INSTRUCTION
Can you extract every line of the records below, word for word, leaving the pictures out of your answer?

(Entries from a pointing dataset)

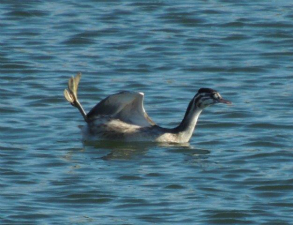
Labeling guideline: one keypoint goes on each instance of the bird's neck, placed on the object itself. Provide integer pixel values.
(187, 126)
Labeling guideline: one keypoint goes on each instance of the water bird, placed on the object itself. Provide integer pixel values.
(122, 116)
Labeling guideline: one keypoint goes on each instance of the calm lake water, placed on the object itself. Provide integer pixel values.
(238, 167)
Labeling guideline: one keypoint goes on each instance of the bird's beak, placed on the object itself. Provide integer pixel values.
(221, 100)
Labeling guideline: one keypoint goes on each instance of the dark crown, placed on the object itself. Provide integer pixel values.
(206, 90)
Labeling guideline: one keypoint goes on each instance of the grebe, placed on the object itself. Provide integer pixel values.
(122, 116)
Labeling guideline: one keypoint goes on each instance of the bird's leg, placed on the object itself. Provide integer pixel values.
(71, 94)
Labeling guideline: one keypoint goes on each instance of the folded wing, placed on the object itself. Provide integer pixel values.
(126, 106)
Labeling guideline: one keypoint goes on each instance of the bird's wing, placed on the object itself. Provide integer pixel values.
(126, 106)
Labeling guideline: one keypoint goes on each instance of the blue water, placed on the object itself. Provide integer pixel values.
(238, 166)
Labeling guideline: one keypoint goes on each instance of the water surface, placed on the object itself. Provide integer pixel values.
(238, 166)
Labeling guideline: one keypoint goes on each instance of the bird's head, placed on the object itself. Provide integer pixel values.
(206, 97)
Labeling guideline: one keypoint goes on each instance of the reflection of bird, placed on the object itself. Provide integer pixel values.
(122, 116)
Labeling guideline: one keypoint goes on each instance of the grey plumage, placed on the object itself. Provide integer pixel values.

THE OUTPUT
Labeling guideline: one keypoint goes on each instance of the bird's neck, placed on the object itself. Provide integer pixel values.
(187, 126)
Labeling guideline: one keypoint goes on each instance of the water bird, placed on the object itself. Provide integer pixel values.
(122, 116)
Labeling guideline: one keypoint goes on each instance of the calm lake water, placed on the object itself. Provide integer pixel values.
(238, 167)
Labeling guideline: one keypoint goes on each instance of the bird's beak, placed on the object itself. Provide integer pixel values.
(221, 100)
Labeling guideline: one keypoint goes on each instance of the dark crown, placed on the object itself. Provide integer pixel values.
(206, 90)
Labeling guideline: one keypoint goes on each instance of the grebe, placed on the object itself. Provide integer pixel values.
(122, 116)
Labeling guideline: one keypoint goes on each instance of the bird's leg, placed on the object itself. Provide integer pixel values.
(71, 94)
Labeling guideline: one keypoint goes on each instance of the folded wing, placed on the object itself. Provide integer pixel values.
(126, 106)
Labeling guideline: one keypoint goes on each instance of the bird's wing, placed on the object itself. Provide integer pixel values.
(126, 106)
Labeling guideline: one keypoint goes on each instance of the blue water, placed on the object itself. Provide integer pixel values.
(238, 166)
Labeling guideline: one keypoint goes on each instance of the water surface, placed on the object itself. Provide integer pixel values.
(238, 166)
Labeling guideline: one keypoint goes on each instance of the bird's head, placed on the object itself. Provide integer pixel values.
(206, 97)
Labeling guideline: one keypoint goes on each instance of the reflection of bird, placed on the object itself. Provide integer pixel values.
(122, 116)
Labeling guideline: one keypoint goes on each instance of the grey plumage, placed on the object itself. Provide integer pixel values.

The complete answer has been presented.